Coming out of high school, James was rated the 18th-best running back prospect by Scout.com and No. 21 by Rivals.com. He rushed for 1,300 yards and 15 touchdowns as a senior, and returned one punt and two kickoffs for touchdowns. He played most of his UM freshman year at fullback, then returned to tailback in 2010, rushing for 398 yards and three touchdowns for a 5.7-yard-per-carry average.
Last year, James played all season with turf toe, but neither complained nor mentioned it to the media. He and Miller dubbed themselves “Smash and Dash,” saying they would each surpass 1,000 yards rushing. Only Miller succeeded. So James, the 2011 UM strength training athlete of the year, vowed to do what made the most sense: get better. He rehabilitated his foot and built his already powerful body into an even sturdier machine. His bench press went from 375 pounds to 400, his squat from 500 to 523 and his power clean from 310 to 320.
“I’m in the best shape of my life,” he said.
With Miller gone, James — who also has good hands — will start the season as the featured back. Close behind: junior Eduardo Clements, freshman phenom Randy Duke Johnson and redshirt freshman Dallas Crawford.
“Mike is faster and more physical than he’s ever been,” UM offensive coordinator Jedd Fisch said. “We’ve always known he takes great pride in how he finishes plays and the passion he plays with, but he is seeing the game really well. His vision has been excellent.”
James’ teammates and coaches say they have been inspired not only by the improvement in his play, but also by his mental toughness and leadership. Clements said the running backs are among the closest of position groups.
“Every day we go in the meeting room and it’s fun,” Clements said. “Duke brings a lot of energy because he’s just like us, down to earth and funny. Dallas, too. In our room, it’s all help. If somebody does something wrong, we help him. If somebody does something right, we applaud him. It’s all love with the running backs.”
When James’ mother died just days before the Sun Bowl in El Paso, Texas, Clements sent a text message to his friend and told him he loved him and was there for him. “He texted me back and said, ‘I love you, too, bro. Thank you.’
“He’s always had an amazing attitude. We’ve been there for each other through everything.”
UM coach Al Golden believes James “has all the tools” to succeed on the field and said that James inspires him. “Extraordinary person,” Golden said. “They say a negative attitude is contagious. I think a positive attitude and someone that brings energy and passion and respect and humility every day like he does can be equally as infectious. He’s a blessing for the Miami program right now.”
James’ sister, who gave birth to Jennifer on July 31, will be at Mike’s first home game Sept. 15 against Bethune-Cookman. Mike’s aunts and uncles will be there, too.
Grieving on the field
People still talk about how James missed his mother’s funeral to play in the 2010 Sun Bowl. Both were at the same time on the same day. Jasmine, closer than ever with Mike, said she completely understood.
“You can’t tell someone how to grieve,” Jasmine said. “Football has allowed him to get back to doing what he loves and what he and my mom did together. It allows him to find some connection.”
A few months later, James explained his decision to play in the bowl game. “I knew the relationship my mom and I had and what she would have wanted me to do,” he said. “And personally, I don’t think I could see her like that for the last time.”
James now has two tattoos on the front of his left biceps, one with a reproduced image of his mother holding him as a child — it says “Mama’s Boy” — and the other of an angel’s wings.
He said the memory of his mother drives him.
“I knew that quitting was not an option,” James said. “She instilled a lot of great things in me — hard work, honesty and loyalty, and that’s what I try to display in everything I do.”

Dataset excerpts:

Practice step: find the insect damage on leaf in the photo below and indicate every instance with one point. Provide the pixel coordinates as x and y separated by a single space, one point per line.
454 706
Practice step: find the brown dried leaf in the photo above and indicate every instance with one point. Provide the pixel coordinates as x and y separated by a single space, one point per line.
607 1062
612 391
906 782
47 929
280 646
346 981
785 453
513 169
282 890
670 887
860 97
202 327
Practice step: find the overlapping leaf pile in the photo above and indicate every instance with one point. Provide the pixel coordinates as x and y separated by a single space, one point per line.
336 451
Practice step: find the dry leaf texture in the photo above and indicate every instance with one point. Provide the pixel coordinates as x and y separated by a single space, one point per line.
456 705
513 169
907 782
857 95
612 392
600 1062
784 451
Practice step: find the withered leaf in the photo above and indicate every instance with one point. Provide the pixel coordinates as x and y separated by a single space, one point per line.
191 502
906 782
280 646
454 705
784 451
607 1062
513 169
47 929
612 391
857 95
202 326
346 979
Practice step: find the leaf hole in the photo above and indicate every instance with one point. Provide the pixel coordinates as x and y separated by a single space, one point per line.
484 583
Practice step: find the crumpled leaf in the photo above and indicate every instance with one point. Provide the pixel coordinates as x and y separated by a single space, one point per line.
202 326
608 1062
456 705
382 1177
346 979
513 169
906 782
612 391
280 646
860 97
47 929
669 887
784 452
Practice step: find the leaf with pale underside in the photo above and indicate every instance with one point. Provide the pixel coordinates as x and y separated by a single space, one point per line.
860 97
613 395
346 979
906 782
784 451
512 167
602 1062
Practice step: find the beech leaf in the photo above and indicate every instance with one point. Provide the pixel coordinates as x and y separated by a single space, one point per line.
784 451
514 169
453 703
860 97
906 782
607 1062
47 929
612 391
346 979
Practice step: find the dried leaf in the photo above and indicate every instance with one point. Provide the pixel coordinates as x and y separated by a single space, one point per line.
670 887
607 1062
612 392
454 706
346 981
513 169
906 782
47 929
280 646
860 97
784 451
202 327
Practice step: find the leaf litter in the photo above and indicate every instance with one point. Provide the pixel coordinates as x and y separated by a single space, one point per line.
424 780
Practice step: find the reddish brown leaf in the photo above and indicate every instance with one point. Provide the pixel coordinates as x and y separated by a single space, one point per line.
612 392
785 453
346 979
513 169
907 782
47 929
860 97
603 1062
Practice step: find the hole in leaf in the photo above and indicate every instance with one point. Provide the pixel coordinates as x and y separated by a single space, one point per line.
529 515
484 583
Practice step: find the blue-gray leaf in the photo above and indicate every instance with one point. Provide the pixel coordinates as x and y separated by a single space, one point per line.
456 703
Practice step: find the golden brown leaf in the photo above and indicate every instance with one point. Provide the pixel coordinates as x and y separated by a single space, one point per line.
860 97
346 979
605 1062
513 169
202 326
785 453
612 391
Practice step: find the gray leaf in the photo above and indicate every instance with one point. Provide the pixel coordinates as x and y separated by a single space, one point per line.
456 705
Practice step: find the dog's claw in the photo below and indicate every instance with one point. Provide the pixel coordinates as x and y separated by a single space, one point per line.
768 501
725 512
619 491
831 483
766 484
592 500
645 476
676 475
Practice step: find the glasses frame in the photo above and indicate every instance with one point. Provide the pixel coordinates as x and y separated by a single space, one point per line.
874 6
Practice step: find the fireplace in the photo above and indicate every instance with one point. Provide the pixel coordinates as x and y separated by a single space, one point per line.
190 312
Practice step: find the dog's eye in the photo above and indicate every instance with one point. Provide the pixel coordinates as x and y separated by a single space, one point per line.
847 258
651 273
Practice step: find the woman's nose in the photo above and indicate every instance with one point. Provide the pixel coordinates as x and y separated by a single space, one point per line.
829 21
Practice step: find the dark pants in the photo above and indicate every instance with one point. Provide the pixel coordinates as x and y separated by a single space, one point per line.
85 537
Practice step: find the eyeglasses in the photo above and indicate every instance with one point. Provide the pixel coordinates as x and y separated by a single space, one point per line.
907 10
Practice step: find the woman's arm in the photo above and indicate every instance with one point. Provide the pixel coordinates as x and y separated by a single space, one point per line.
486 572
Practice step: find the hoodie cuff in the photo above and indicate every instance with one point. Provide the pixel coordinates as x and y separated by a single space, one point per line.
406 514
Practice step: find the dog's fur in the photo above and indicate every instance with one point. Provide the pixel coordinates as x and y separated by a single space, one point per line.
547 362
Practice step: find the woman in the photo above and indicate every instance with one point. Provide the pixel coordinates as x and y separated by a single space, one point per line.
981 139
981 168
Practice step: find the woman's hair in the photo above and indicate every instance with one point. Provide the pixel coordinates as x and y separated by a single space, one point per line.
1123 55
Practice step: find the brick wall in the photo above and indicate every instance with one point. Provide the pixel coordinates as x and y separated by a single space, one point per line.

Required action:
Answer these from the article about Mike James:
(a) How many rushing yards did James gain as a high school senior?
(b) By how much did his power clean increase, and what was the new figure?
(c) What do James's two tattoos show?

Answer below:
(a) 1,300 yards.
(b) It rose by 10 pounds, from 310 to 320 pounds.
(c) One is an image of his mother holding him as a child, with the words "Mama's Boy." The other is an angel's wings.